What the task requires
Pictures are to be left out; otherwise, copy exactly the lines from the line containing "Task: locate the bird's head." through the end of the data.

* start *

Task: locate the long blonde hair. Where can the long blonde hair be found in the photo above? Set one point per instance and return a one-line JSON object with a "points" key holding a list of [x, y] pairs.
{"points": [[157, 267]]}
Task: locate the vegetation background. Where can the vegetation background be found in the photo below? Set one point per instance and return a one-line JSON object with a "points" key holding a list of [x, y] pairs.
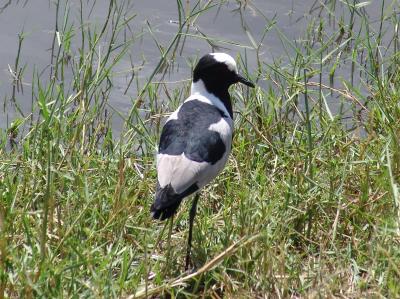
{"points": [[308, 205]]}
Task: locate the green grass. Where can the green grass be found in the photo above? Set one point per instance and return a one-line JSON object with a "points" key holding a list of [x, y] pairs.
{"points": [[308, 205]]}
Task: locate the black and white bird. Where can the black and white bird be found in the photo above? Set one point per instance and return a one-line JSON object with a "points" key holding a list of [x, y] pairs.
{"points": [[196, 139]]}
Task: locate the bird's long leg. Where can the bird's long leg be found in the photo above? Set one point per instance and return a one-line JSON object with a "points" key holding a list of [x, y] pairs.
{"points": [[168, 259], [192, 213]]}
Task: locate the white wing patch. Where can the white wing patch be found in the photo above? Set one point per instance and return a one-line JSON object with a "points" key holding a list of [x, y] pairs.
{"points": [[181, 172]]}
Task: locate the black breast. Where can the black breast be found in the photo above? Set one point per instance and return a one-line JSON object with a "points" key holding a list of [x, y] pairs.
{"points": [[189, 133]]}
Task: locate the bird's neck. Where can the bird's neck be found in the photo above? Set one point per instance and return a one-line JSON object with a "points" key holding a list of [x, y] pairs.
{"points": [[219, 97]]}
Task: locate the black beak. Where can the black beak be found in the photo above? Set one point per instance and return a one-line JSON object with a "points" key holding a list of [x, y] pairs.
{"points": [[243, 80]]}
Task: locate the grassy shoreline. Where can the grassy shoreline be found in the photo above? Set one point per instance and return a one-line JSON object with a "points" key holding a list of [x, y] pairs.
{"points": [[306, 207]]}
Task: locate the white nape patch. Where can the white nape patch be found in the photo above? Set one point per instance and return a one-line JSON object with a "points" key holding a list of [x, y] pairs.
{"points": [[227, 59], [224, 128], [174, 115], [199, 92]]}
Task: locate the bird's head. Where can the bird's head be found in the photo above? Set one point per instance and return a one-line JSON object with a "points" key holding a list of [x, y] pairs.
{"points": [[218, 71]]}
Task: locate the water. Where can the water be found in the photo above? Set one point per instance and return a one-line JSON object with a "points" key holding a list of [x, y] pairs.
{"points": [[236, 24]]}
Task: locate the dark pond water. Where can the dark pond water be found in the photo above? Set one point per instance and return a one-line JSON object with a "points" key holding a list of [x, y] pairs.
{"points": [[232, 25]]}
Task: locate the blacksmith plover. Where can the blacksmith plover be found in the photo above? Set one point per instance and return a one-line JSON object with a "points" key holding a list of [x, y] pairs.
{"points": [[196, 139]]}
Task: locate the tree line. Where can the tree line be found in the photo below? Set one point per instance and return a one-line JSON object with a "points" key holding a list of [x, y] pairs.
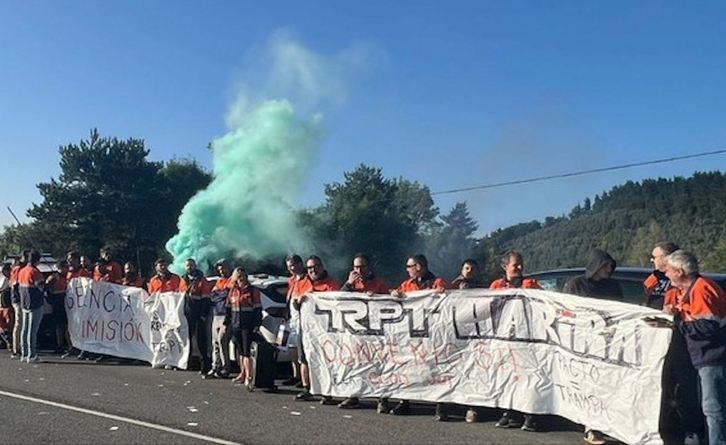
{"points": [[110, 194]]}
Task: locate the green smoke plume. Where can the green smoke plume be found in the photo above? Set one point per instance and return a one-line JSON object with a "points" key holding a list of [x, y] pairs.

* end *

Reply to the exercise
Task: locate the bird's head. Where can the bird's head be found in the photo above? Set one point per instance and return a one-line JSON object with a "points" key holding a list of [x, y] pairs.
{"points": [[218, 71]]}
Task: locate the water. Where can the water be found in the photo above? Set one point per instance and return a one-line JSON object with a "points" key holding a list of [x, y] pairs.
{"points": [[236, 24]]}
Task: locate the dark pond water. Where can the dark pond water be found in the photo above? Set one point per instance and return a one-line JSON object with a "points" key holding a list of [x, y] pairs.
{"points": [[232, 25]]}
Task: locate the blacksmith plover. Where can the blacksmith plover be found in the photo above? Set one point per instance and return a one-line JSON object with a "points" key holding a list of [x, y] pairs.
{"points": [[196, 139]]}
Task: locate the tree line. Where can the tree line be found in the photo below? Set one point per instance and return a one-line JSON object with a "points" key holding a list of [x, y] pairs.
{"points": [[110, 194]]}
Task: locate the green smoke plume. Where can the green smoke plume be found in the photo above? Set one point per instance and return a one-line JSON object with a "points" key holding a list of [x, y] pairs.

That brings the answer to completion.